(Document section)
I try not to focus on the negative, but some industry shenanigans have been hard to ignore lately. Yet what's perhaps more galling than various wrongdoings is the refusal of anyone at the highest levels to accept responsibility.

Take Howard Solomon, now 83, who has been CEO of Forest Laboratories since 1977. There's no question Solomon has been an effective leader. He was one of the first people in the industry to see the value of a marketing-focused business model based around in-licensing drugs rather than expensive discovery and early development. That's an approach that is still popular, some 30 years later. He oversaw the in-licensing of Celexa--the antidepressant that proved transformative to the company--from Lundbeck in 1996, spurred by his son's struggles with depression.

But if you look at Forest's Wikipedia page, you'll see only two major headings: Tax evasion and fraud. Solomon, who ironically came to head Forest because he headed up an investigation of the former CEO for inflating profits, may now cripple the company if he stays in charge. Forest pled guilty last September to marketing Celexa and Lexapro to children, even though the drugs aren't approved for minors, as well as distributing an unapproved thyroid drug. The Department of Health and Human Services says it is planning to exclude Solomon from doing any business with Medicaid or Medicare. That's part of its effort to root out "untrustworthy individuals" that led it to similarly bar K-V Pharmaceutical Company former chairman, Marc Hermelin, last November. (K-V is another company still garnering less-than-favorable headlines these days).

Forest says it plans to fight the exclusion effort, using the argument that Solomon is not specifically named for wrongdoing in the settlement. That may be true, but it stretches credulity to assert that Solomon knew nothing of what Forest was up to. Yet this is the kind of scarcely-plausible deniability that companies always use to shrug off wrongdoing. HHS has shied away in the past from using its exclusion tool, despite (or because of) its obvious power: No drug company can afford to lose Medicare and Medicaid as customers.

HHS certainly didn't attempt to oust the chief executives of Pfizer or Lilly despite past admissions of criminal activity on the parts of both organizations. The reason may have something to do with timing--both Pfizer and Lilly could point out that their chief executives' tenures hadn't begun until after the crimes. (Nonetheless, both Pfizer's Jeff Kindler and Lilly's John Lechleiter were in very senior positions when the crimes took place). Just as likely, it is because the organizations were so large that the dubious claim of "I knew nothing" seems to hold more water, or at least be harder to disprove. Indeed, we can thank the same reasoning for the fact that so many of the major banks behind the recent financial crisis still have the same leaders. They somehow turned assertions of stupidity over culpability into successful arguments.

President Harry Truman made "the buck stops here" famous as an expression of the personal responsibility that goes along with high office. But the buck seems to stop less and less often these days. Ideally, it would be best to see boards of directors forcing executives to take more responsibility. But in the obvious absence of that, it's good to see HHS flexing a little more of its authority these days.

(Extracted records)
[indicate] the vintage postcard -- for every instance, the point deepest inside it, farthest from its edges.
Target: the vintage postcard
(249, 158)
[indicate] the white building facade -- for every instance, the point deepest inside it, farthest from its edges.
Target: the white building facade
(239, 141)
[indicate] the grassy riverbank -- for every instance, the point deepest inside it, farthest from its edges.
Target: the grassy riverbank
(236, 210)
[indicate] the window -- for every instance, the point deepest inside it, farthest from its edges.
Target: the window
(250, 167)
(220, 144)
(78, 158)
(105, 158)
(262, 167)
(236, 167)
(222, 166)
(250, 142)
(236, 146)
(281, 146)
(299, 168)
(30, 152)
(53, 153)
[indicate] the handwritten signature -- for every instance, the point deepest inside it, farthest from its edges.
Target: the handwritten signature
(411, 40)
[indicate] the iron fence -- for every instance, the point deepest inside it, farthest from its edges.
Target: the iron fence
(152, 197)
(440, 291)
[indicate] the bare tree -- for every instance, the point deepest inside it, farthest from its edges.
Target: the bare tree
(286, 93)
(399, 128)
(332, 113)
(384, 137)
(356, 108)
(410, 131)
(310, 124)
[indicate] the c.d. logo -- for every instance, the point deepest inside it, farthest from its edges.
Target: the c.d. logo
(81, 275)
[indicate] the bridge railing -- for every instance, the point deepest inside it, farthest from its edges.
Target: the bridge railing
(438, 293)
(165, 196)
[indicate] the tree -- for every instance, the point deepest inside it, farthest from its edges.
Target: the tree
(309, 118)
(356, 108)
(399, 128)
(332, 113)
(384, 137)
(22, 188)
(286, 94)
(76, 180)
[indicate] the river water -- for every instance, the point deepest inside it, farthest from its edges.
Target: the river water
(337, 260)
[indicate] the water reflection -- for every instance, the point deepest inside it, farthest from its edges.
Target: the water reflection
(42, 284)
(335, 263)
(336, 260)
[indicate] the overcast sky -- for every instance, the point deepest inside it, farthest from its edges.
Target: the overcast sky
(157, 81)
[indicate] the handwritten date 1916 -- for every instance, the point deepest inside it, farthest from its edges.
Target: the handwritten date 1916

(What to work on)
In the text on executive accountability, from which company did Forest Laboratories in-license Celexa, and in what year?

(Solution for this problem)
Lundbeck, in 1996.